EXERCISE REQUIREMENTS:
Your task is to transcribe the records exactly, skipping every image.

Coordinate labeling data:
* * * * * * * * *

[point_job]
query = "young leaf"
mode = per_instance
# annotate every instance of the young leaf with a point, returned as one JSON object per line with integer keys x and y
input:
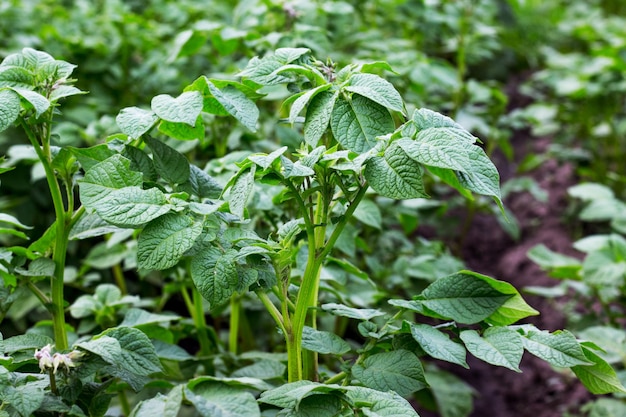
{"x": 438, "y": 344}
{"x": 323, "y": 342}
{"x": 9, "y": 108}
{"x": 134, "y": 121}
{"x": 240, "y": 192}
{"x": 380, "y": 404}
{"x": 184, "y": 109}
{"x": 218, "y": 399}
{"x": 599, "y": 378}
{"x": 353, "y": 313}
{"x": 215, "y": 275}
{"x": 357, "y": 122}
{"x": 463, "y": 297}
{"x": 169, "y": 163}
{"x": 237, "y": 104}
{"x": 398, "y": 370}
{"x": 395, "y": 175}
{"x": 559, "y": 349}
{"x": 303, "y": 100}
{"x": 318, "y": 115}
{"x": 376, "y": 89}
{"x": 164, "y": 240}
{"x": 498, "y": 346}
{"x": 39, "y": 102}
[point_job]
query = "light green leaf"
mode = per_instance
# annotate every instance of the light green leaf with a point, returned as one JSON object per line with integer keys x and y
{"x": 357, "y": 122}
{"x": 264, "y": 160}
{"x": 559, "y": 349}
{"x": 237, "y": 104}
{"x": 130, "y": 207}
{"x": 25, "y": 399}
{"x": 438, "y": 344}
{"x": 263, "y": 369}
{"x": 436, "y": 147}
{"x": 369, "y": 213}
{"x": 323, "y": 342}
{"x": 213, "y": 399}
{"x": 398, "y": 370}
{"x": 453, "y": 396}
{"x": 23, "y": 342}
{"x": 137, "y": 352}
{"x": 169, "y": 163}
{"x": 350, "y": 312}
{"x": 240, "y": 192}
{"x": 164, "y": 241}
{"x": 395, "y": 175}
{"x": 39, "y": 102}
{"x": 376, "y": 89}
{"x": 463, "y": 297}
{"x": 376, "y": 403}
{"x": 182, "y": 131}
{"x": 9, "y": 108}
{"x": 303, "y": 100}
{"x": 215, "y": 275}
{"x": 134, "y": 121}
{"x": 318, "y": 115}
{"x": 184, "y": 109}
{"x": 498, "y": 346}
{"x": 600, "y": 377}
{"x": 290, "y": 395}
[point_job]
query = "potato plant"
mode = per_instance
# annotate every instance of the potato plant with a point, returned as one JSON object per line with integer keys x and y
{"x": 358, "y": 142}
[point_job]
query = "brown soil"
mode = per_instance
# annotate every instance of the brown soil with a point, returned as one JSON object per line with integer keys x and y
{"x": 538, "y": 391}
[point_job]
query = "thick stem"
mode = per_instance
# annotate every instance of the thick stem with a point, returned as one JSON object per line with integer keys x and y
{"x": 63, "y": 221}
{"x": 235, "y": 313}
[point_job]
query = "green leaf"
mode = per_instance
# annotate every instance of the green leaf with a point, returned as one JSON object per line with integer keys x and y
{"x": 323, "y": 342}
{"x": 134, "y": 121}
{"x": 376, "y": 403}
{"x": 165, "y": 240}
{"x": 9, "y": 108}
{"x": 438, "y": 344}
{"x": 452, "y": 395}
{"x": 169, "y": 163}
{"x": 213, "y": 399}
{"x": 463, "y": 297}
{"x": 25, "y": 399}
{"x": 350, "y": 312}
{"x": 183, "y": 131}
{"x": 498, "y": 346}
{"x": 137, "y": 352}
{"x": 599, "y": 378}
{"x": 263, "y": 369}
{"x": 24, "y": 342}
{"x": 184, "y": 109}
{"x": 215, "y": 275}
{"x": 357, "y": 122}
{"x": 369, "y": 213}
{"x": 376, "y": 89}
{"x": 484, "y": 177}
{"x": 303, "y": 100}
{"x": 290, "y": 395}
{"x": 237, "y": 104}
{"x": 560, "y": 349}
{"x": 398, "y": 370}
{"x": 395, "y": 175}
{"x": 39, "y": 102}
{"x": 240, "y": 193}
{"x": 436, "y": 147}
{"x": 318, "y": 116}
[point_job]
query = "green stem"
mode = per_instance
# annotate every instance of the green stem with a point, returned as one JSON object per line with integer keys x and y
{"x": 63, "y": 220}
{"x": 200, "y": 322}
{"x": 235, "y": 312}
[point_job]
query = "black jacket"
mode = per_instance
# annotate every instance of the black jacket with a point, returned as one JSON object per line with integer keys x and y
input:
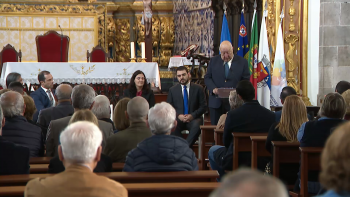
{"x": 14, "y": 159}
{"x": 161, "y": 153}
{"x": 19, "y": 131}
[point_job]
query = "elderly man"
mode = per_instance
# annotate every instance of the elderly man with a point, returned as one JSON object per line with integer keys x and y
{"x": 64, "y": 107}
{"x": 102, "y": 110}
{"x": 80, "y": 150}
{"x": 224, "y": 71}
{"x": 17, "y": 129}
{"x": 248, "y": 183}
{"x": 161, "y": 152}
{"x": 124, "y": 141}
{"x": 82, "y": 98}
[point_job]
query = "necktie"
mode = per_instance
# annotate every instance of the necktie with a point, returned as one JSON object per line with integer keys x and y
{"x": 185, "y": 100}
{"x": 50, "y": 96}
{"x": 227, "y": 70}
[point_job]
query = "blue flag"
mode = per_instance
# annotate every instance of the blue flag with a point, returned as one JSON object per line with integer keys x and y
{"x": 243, "y": 44}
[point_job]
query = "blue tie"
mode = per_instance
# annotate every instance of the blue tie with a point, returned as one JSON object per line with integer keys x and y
{"x": 185, "y": 100}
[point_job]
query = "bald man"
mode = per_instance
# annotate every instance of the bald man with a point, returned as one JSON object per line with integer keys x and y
{"x": 224, "y": 71}
{"x": 64, "y": 107}
{"x": 119, "y": 144}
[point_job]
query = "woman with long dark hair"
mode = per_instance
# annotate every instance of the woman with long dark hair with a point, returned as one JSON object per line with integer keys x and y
{"x": 138, "y": 86}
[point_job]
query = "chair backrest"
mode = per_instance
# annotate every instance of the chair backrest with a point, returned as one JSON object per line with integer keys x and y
{"x": 49, "y": 47}
{"x": 98, "y": 54}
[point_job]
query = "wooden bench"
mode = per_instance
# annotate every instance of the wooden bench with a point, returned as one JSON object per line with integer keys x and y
{"x": 143, "y": 189}
{"x": 126, "y": 177}
{"x": 258, "y": 149}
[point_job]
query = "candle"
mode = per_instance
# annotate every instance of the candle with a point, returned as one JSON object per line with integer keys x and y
{"x": 132, "y": 47}
{"x": 143, "y": 50}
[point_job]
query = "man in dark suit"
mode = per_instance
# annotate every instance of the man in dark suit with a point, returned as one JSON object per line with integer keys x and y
{"x": 44, "y": 96}
{"x": 251, "y": 117}
{"x": 14, "y": 159}
{"x": 188, "y": 99}
{"x": 64, "y": 107}
{"x": 224, "y": 71}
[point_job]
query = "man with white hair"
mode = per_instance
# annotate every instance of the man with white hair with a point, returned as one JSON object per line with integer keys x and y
{"x": 17, "y": 129}
{"x": 161, "y": 152}
{"x": 124, "y": 141}
{"x": 80, "y": 150}
{"x": 248, "y": 183}
{"x": 102, "y": 110}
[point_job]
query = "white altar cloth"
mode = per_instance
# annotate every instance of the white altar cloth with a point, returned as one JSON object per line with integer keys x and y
{"x": 89, "y": 73}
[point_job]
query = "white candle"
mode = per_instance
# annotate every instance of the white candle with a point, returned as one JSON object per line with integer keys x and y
{"x": 143, "y": 50}
{"x": 132, "y": 47}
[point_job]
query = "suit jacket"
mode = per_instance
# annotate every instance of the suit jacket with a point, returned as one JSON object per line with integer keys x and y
{"x": 215, "y": 76}
{"x": 124, "y": 141}
{"x": 57, "y": 126}
{"x": 14, "y": 159}
{"x": 53, "y": 113}
{"x": 75, "y": 181}
{"x": 196, "y": 103}
{"x": 148, "y": 96}
{"x": 41, "y": 101}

* * * * * * * * *

CORRECT OUTPUT:
[point_job]
query = "young leaf"
mode = per_instance
# annotate every instance of the young leaf with a point, returned as one JSON object per line with integer keys x and y
input:
{"x": 438, "y": 344}
{"x": 323, "y": 342}
{"x": 9, "y": 108}
{"x": 134, "y": 121}
{"x": 240, "y": 192}
{"x": 380, "y": 404}
{"x": 184, "y": 109}
{"x": 218, "y": 399}
{"x": 599, "y": 378}
{"x": 353, "y": 313}
{"x": 215, "y": 275}
{"x": 357, "y": 122}
{"x": 463, "y": 297}
{"x": 169, "y": 163}
{"x": 237, "y": 104}
{"x": 398, "y": 370}
{"x": 395, "y": 175}
{"x": 559, "y": 349}
{"x": 303, "y": 100}
{"x": 318, "y": 115}
{"x": 376, "y": 89}
{"x": 164, "y": 240}
{"x": 498, "y": 346}
{"x": 39, "y": 102}
[point_job]
query = "light green leaf"
mode = per_instance
# annotate every instance of the light green leaf with a point, returned as one JSON object per line with integer keys x and y
{"x": 357, "y": 122}
{"x": 264, "y": 160}
{"x": 559, "y": 349}
{"x": 237, "y": 104}
{"x": 130, "y": 207}
{"x": 25, "y": 399}
{"x": 438, "y": 344}
{"x": 263, "y": 369}
{"x": 436, "y": 147}
{"x": 369, "y": 213}
{"x": 323, "y": 342}
{"x": 213, "y": 399}
{"x": 398, "y": 370}
{"x": 453, "y": 396}
{"x": 23, "y": 342}
{"x": 137, "y": 352}
{"x": 169, "y": 163}
{"x": 350, "y": 312}
{"x": 240, "y": 192}
{"x": 164, "y": 241}
{"x": 395, "y": 175}
{"x": 39, "y": 102}
{"x": 376, "y": 89}
{"x": 463, "y": 297}
{"x": 376, "y": 403}
{"x": 182, "y": 131}
{"x": 9, "y": 108}
{"x": 303, "y": 100}
{"x": 215, "y": 275}
{"x": 134, "y": 121}
{"x": 318, "y": 115}
{"x": 184, "y": 109}
{"x": 498, "y": 346}
{"x": 600, "y": 377}
{"x": 290, "y": 395}
[point_job]
query = "potato plant"
mode = per_instance
# annotate every instance of the potato plant with a point, returned as one JSON object per line with integer keys x and y
{"x": 358, "y": 142}
[point_job]
query = "brown soil"
mode = per_instance
# annotate every instance of the brown soil with a point, returned as one JSON object per line with integer keys x and y
{"x": 538, "y": 391}
[point_job]
query = "thick stem"
mode = per_instance
# annotate every instance of the thick stem with a point, returned as one JSON object per line with integer keys x and y
{"x": 63, "y": 221}
{"x": 235, "y": 313}
[point_job]
query = "green leaf"
mode = per_instance
# annotate every instance of the green leaf with a point, returned as one JSON object per line with integer keys x and y
{"x": 323, "y": 342}
{"x": 134, "y": 121}
{"x": 376, "y": 403}
{"x": 165, "y": 240}
{"x": 9, "y": 108}
{"x": 438, "y": 344}
{"x": 452, "y": 395}
{"x": 169, "y": 163}
{"x": 213, "y": 399}
{"x": 463, "y": 297}
{"x": 25, "y": 399}
{"x": 350, "y": 312}
{"x": 183, "y": 131}
{"x": 498, "y": 346}
{"x": 137, "y": 352}
{"x": 599, "y": 378}
{"x": 263, "y": 369}
{"x": 24, "y": 342}
{"x": 184, "y": 109}
{"x": 215, "y": 275}
{"x": 357, "y": 122}
{"x": 369, "y": 213}
{"x": 376, "y": 89}
{"x": 484, "y": 177}
{"x": 303, "y": 100}
{"x": 290, "y": 395}
{"x": 237, "y": 104}
{"x": 560, "y": 349}
{"x": 398, "y": 370}
{"x": 395, "y": 175}
{"x": 39, "y": 102}
{"x": 240, "y": 193}
{"x": 436, "y": 147}
{"x": 318, "y": 116}
[point_job]
query = "green stem"
mode = per_instance
# annotate every instance of the green stem with a point, returned as one JSON object per line with integer keys x and y
{"x": 63, "y": 220}
{"x": 200, "y": 322}
{"x": 235, "y": 312}
[point_job]
query = "black jacket"
mode = per_instance
# annotate every instance of the black jacket with a point, returned as one JSON object per line with integer keys x and y
input:
{"x": 14, "y": 159}
{"x": 161, "y": 153}
{"x": 19, "y": 131}
[point_job]
query = "elderly man"
mode = per_instance
# annotate every instance of the elderly man with a point, returned as one JSON object per line with integer keys x and y
{"x": 64, "y": 107}
{"x": 102, "y": 110}
{"x": 80, "y": 150}
{"x": 224, "y": 71}
{"x": 17, "y": 129}
{"x": 248, "y": 183}
{"x": 161, "y": 152}
{"x": 124, "y": 141}
{"x": 82, "y": 98}
[point_job]
query = "necktie"
mode = per_instance
# annotate every instance of the necktie with a point, returned as one JSON object per line with integer keys x and y
{"x": 185, "y": 100}
{"x": 50, "y": 96}
{"x": 227, "y": 70}
[point_job]
query = "blue flag"
mode = per_instance
# annotate every instance of the blue flag with a point, returned as one JSON object per line with integer keys x and y
{"x": 243, "y": 44}
[point_job]
query = "blue tie"
mode = per_instance
# annotate every instance of the blue tie with a point, returned as one JSON object per line with integer keys x and y
{"x": 185, "y": 100}
[point_job]
query = "bald man"
mode = per_instance
# annotate every instance of the bald man with a point, returned as one JSON object per line with integer keys x and y
{"x": 224, "y": 71}
{"x": 64, "y": 107}
{"x": 119, "y": 144}
[point_job]
query = "woman with long dark hair"
mode = per_instance
# annotate every instance of the woman with long dark hair with a point, returned as one JSON object per line with integer keys x and y
{"x": 138, "y": 86}
[point_job]
query = "chair backrest"
mode = per_instance
# annotate every instance of the chair backrest with a point, returned as one JSON object per line with integer keys x and y
{"x": 49, "y": 47}
{"x": 98, "y": 54}
[point_job]
query = "wooden bench"
mode = per_instance
# annotate every instance of the wooden bench with a point, returned as one JSON object per line with integer keys x and y
{"x": 143, "y": 189}
{"x": 126, "y": 177}
{"x": 258, "y": 149}
[point_job]
query = "candle"
mode = per_instance
# annotate every instance of the candle with a point, returned as one JSON object per line with integer keys x and y
{"x": 132, "y": 47}
{"x": 143, "y": 50}
[point_job]
query = "man in dark suit"
mode = per_instance
# annotate every instance of the man in dark suit with a point, returned as one JSON object per line with integer keys x and y
{"x": 44, "y": 96}
{"x": 251, "y": 117}
{"x": 14, "y": 159}
{"x": 188, "y": 99}
{"x": 64, "y": 107}
{"x": 224, "y": 71}
[point_job]
query = "man with white hair"
mode = per_instance
# annotate every instance of the man with white hair with a point, returned as one JSON object per line with integer keys x and y
{"x": 17, "y": 129}
{"x": 161, "y": 152}
{"x": 124, "y": 141}
{"x": 80, "y": 150}
{"x": 248, "y": 183}
{"x": 102, "y": 110}
[point_job]
query = "white altar cloth"
mode = per_instance
# annotate every instance of the white altar cloth with a point, returned as one JSON object per line with integer keys x and y
{"x": 89, "y": 73}
[point_job]
query = "white candle"
mode = per_instance
# annotate every instance of the white candle with a point, returned as one JSON object per line with integer keys x and y
{"x": 143, "y": 50}
{"x": 132, "y": 47}
[point_job]
query = "suit jacket"
mode = per_instance
# annotate every instance of the suit jacket with a point, returned as one JSON object per line with integer keys x and y
{"x": 215, "y": 76}
{"x": 124, "y": 141}
{"x": 57, "y": 126}
{"x": 14, "y": 159}
{"x": 53, "y": 113}
{"x": 75, "y": 181}
{"x": 196, "y": 103}
{"x": 148, "y": 96}
{"x": 41, "y": 101}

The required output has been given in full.